++++ Supplied data ++++

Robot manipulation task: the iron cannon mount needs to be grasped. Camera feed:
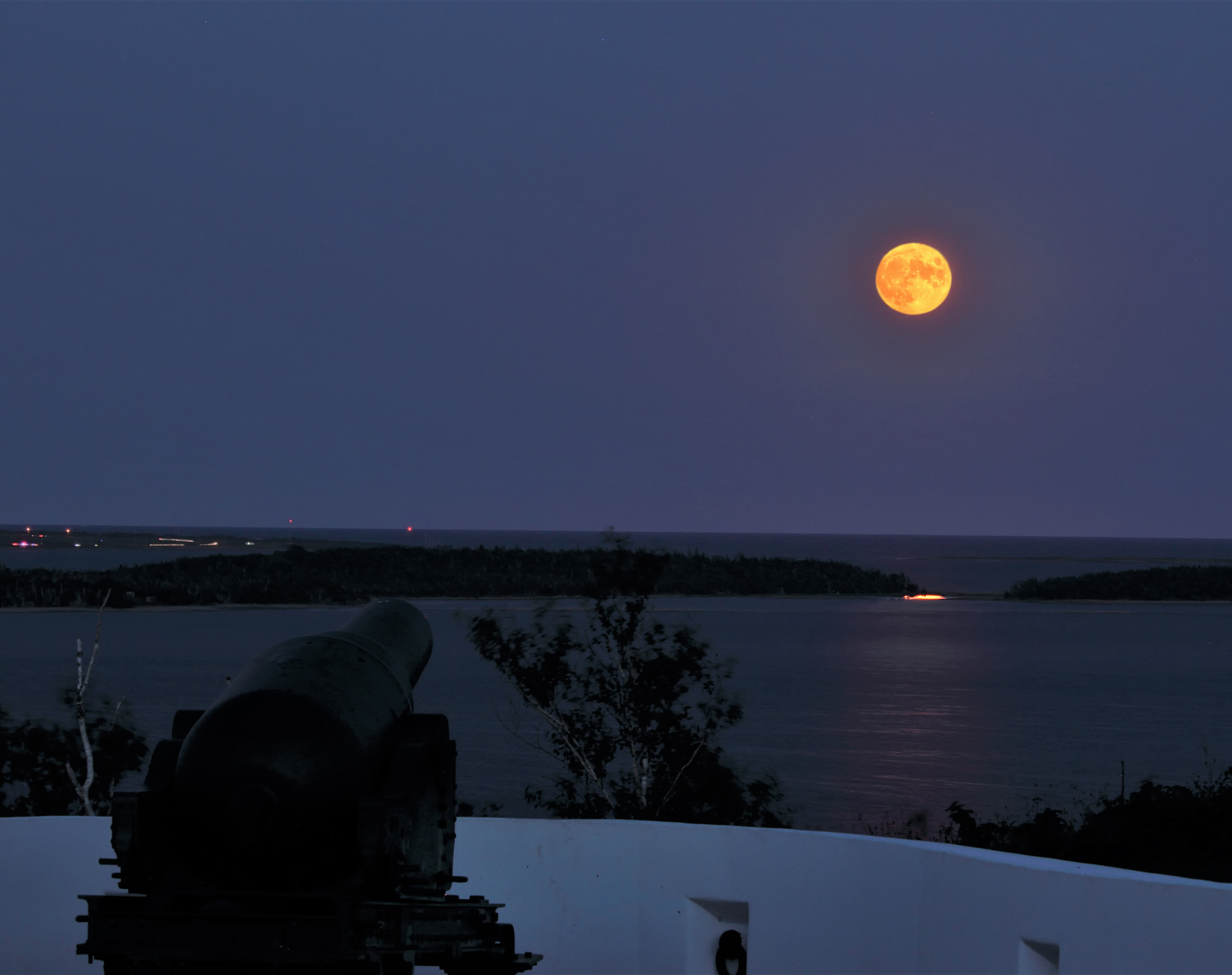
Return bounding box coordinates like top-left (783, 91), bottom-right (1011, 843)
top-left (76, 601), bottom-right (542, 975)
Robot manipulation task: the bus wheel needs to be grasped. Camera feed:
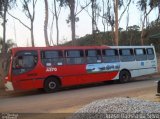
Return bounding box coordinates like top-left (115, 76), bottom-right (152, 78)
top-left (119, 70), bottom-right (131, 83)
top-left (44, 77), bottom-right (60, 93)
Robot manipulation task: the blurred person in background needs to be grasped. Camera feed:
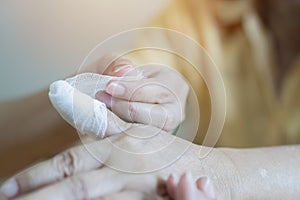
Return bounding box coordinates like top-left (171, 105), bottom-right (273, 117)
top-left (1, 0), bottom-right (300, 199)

++++

Rewrite the lines above as a numbered list, from the line containing "Robot manipulation task: the blurred" through the last line, leaving out blank lines and the pictures.

__Problem solution__:
1. Robot manipulation task: the blurred person in background needs to be grasped. Camera feed:
2. Return bounding box coordinates like top-left (171, 105), bottom-right (273, 117)
3. top-left (1, 0), bottom-right (300, 199)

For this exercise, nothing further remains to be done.